* [Schriftliche Aufgabe a]: Schreiben Sie die Passage des Lesetexts über die Einigung Italiens von „Bild: Schöne, aber" bis „März gefeiert wird." neu und setzen Sie dabei „Popularität" an die Stelle von „Beliebtheit".

Bild: Schöne, aber trügerische Fassade: Die Piazza Venezia in Rom wurde anlä…
"Abbiamo fatto l'Italia, ora dobbiamo fare gli italiani" - wir haben
Italien gemacht, nun müssen wir die Italiener machen: dieses Diktum von
Massimo D'Azeglio, einem der liberalen Vorkämpfer der staatlichen Einheit
im 19. Jahrhundert, erfreut sich noch heute großer Beliebtheit. Gerne wird
es derzeit zitiert anlässlich des 150. Jahrestags der politischen Einigung
der Nation, die am 17. März gefeiert wird.
An jenem Tag im Jahr 1861 ließ sich Viktor Emanuel II. von Savoyen zum
König Italiens krönen, nachdem Giuseppe Garibaldis Truppen der Herrschaft
der Bourbonen im Süden des Stiefels ein Ende gemacht hatten. Italien
existierte nun, war nicht mehr bloß "ein geografischer Begriff", wie noch
Metternich gemeint hatte, sondern ein veritabler, wenn auch ziemlich spät
gekommener Nationalstaat.

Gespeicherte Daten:
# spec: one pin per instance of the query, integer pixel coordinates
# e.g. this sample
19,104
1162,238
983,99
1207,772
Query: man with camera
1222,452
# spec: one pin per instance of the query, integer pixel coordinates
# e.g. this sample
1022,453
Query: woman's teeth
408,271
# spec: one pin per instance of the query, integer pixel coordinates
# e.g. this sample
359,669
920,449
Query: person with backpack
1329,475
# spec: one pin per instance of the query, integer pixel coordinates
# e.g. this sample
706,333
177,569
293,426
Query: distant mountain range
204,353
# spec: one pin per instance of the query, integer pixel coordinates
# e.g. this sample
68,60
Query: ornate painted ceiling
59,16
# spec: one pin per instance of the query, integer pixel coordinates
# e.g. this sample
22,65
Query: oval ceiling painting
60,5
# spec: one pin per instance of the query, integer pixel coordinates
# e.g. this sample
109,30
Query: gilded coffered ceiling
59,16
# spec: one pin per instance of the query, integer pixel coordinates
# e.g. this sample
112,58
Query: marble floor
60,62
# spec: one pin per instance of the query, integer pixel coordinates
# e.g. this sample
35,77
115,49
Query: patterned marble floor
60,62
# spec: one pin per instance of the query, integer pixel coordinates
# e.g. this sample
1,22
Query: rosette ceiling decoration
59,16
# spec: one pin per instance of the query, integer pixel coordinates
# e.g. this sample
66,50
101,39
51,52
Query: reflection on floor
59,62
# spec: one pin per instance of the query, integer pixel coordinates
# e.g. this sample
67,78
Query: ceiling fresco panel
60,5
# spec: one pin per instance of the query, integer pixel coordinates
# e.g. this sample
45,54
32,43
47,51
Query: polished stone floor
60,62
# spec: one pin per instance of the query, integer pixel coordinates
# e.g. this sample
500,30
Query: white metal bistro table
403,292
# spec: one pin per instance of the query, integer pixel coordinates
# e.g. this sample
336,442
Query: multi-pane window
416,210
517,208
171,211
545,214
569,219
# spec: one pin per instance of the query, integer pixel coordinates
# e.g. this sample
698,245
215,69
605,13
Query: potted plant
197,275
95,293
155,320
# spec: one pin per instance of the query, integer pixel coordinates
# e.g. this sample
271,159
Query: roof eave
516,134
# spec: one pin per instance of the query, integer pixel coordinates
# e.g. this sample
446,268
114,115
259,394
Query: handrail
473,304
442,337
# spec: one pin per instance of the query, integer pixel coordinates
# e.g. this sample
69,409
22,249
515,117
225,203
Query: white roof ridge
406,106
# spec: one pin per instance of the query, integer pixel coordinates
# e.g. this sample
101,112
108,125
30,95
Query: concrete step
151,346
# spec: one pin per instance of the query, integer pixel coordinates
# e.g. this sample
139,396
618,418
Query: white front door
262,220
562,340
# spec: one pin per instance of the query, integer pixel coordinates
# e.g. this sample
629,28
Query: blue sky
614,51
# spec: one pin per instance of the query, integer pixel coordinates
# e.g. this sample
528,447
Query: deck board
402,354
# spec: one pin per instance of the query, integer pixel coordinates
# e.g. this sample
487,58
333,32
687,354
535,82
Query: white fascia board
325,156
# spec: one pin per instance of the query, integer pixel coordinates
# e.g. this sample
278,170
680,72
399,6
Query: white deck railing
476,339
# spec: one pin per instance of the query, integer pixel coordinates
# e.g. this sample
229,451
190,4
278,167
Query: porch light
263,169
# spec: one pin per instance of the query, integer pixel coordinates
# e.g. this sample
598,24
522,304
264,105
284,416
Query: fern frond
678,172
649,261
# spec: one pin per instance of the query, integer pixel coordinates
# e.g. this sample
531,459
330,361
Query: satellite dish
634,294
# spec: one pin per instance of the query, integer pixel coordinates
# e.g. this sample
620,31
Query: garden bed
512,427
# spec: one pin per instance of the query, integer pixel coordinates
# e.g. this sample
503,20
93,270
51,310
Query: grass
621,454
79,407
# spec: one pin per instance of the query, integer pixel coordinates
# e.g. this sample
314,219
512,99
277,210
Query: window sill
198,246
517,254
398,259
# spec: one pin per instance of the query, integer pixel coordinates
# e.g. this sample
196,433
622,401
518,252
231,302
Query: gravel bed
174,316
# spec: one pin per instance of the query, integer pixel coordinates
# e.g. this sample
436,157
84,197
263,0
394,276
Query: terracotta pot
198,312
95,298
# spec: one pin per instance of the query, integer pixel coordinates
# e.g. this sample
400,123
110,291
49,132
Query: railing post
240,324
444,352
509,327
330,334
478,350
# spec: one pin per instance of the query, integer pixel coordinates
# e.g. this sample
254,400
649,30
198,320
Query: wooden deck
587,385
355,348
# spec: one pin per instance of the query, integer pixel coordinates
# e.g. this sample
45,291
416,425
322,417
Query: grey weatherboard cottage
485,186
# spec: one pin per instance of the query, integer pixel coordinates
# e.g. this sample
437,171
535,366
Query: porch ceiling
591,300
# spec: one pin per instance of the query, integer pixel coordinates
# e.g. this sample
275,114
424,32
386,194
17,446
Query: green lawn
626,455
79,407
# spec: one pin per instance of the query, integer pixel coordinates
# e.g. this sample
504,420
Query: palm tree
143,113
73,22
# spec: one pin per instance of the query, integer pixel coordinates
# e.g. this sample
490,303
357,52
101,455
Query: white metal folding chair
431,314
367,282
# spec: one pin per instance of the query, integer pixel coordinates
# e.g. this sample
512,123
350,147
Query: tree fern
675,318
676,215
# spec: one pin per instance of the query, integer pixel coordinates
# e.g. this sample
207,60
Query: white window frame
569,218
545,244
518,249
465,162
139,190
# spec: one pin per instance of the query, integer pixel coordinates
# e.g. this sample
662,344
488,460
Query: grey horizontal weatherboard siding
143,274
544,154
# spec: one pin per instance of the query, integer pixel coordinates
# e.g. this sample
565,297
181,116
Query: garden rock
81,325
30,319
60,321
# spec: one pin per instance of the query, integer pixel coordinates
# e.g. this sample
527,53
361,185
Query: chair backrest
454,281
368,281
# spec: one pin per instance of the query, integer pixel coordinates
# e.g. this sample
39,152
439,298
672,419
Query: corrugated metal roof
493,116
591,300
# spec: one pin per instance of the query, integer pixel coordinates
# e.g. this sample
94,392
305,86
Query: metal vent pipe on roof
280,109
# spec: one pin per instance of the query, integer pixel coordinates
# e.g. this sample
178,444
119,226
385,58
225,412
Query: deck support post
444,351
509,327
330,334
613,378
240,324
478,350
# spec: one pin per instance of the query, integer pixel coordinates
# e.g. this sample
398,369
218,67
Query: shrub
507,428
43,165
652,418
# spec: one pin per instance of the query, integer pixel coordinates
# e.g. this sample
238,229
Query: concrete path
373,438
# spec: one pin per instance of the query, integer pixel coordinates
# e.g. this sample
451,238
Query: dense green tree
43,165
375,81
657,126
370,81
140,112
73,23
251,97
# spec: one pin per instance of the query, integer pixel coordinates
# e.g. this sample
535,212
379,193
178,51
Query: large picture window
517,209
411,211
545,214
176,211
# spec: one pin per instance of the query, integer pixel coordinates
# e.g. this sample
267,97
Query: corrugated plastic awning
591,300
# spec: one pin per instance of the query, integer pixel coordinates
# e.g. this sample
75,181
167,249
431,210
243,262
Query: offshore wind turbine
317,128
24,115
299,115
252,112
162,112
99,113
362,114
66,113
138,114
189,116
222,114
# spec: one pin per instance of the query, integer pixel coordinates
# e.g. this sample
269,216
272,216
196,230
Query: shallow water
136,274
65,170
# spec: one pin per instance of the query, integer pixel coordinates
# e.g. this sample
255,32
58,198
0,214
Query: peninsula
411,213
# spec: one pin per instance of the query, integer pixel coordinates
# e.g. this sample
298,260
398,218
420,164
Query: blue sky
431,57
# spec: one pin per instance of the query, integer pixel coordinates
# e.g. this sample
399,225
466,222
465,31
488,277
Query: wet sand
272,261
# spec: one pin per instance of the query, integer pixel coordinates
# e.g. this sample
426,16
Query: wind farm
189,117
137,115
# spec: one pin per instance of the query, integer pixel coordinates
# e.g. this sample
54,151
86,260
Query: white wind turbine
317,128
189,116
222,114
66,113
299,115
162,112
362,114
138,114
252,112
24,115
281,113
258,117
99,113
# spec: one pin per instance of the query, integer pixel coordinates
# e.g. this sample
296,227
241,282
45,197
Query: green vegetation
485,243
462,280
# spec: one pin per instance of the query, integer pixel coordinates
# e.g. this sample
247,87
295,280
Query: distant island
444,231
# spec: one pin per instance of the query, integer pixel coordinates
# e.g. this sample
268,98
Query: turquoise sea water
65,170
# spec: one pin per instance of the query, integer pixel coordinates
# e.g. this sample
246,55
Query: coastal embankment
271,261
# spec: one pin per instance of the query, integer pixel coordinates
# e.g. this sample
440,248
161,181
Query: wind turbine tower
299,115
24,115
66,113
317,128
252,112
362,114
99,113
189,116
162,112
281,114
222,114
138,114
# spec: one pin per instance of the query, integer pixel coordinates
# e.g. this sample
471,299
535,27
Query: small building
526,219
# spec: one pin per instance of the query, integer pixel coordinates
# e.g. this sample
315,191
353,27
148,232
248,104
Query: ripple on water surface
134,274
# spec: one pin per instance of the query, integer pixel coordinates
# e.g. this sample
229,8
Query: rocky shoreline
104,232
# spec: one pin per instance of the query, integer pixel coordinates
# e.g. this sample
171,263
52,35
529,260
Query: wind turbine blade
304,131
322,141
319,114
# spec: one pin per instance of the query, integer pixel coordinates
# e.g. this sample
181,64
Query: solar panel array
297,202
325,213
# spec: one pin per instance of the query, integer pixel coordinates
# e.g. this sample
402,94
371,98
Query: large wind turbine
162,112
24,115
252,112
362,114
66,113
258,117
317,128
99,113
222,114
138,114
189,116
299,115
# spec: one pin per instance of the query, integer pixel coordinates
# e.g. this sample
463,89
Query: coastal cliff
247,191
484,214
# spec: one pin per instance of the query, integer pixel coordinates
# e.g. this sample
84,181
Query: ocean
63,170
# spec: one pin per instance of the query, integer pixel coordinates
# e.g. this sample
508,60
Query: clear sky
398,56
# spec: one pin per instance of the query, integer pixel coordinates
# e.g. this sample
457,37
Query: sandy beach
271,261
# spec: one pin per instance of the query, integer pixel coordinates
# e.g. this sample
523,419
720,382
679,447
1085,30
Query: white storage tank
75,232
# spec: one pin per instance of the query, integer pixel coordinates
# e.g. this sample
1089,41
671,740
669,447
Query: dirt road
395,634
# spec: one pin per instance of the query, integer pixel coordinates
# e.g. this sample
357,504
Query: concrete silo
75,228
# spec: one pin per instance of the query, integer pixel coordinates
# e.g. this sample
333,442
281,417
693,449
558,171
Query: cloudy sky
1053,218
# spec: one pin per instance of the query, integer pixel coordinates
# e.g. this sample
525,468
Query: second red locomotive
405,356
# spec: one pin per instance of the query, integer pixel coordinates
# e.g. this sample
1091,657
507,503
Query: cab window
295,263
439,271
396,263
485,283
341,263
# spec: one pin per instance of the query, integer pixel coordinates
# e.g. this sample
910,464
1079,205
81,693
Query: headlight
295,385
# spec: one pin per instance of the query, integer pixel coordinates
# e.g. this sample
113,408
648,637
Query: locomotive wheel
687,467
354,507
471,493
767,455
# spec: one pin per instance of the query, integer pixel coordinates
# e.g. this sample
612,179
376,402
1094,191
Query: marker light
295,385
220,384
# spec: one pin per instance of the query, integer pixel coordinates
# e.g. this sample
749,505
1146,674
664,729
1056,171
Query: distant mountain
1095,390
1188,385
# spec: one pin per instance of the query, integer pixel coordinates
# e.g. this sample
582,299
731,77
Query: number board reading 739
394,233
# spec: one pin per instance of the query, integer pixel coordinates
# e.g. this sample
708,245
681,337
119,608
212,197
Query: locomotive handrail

* [Schriftliche Aufgabe b]: Führen Sie alle Zeilen der Auflistung auf, in denen die Zeichenfolge „floor" vorkommt.

* [Ergebnis der Aufgabe a]:
Bild: Schöne, aber trügerische Fassade: Die Piazza Venezia in Rom wurde anlä…
"Abbiamo fatto l'Italia, ora dobbiamo fare gli italiani" - wir haben
Italien gemacht, nun müssen wir die Italiener machen: dieses Diktum von
Massimo D'Azeglio, einem der liberalen Vorkämpfer der staatlichen Einheit
im 19. Jahrhundert, erfreut sich noch heute großer Popularität. Gerne wird
es derzeit zitiert anlässlich des 150. Jahrestags der politischen Einigung
der Nation, die am 17. März gefeiert wird.

* [Ergebnis der Aufgabe b]:
Query: marble floor
Query: patterned marble floor
Query: reflection on floor
Query: polished stone floor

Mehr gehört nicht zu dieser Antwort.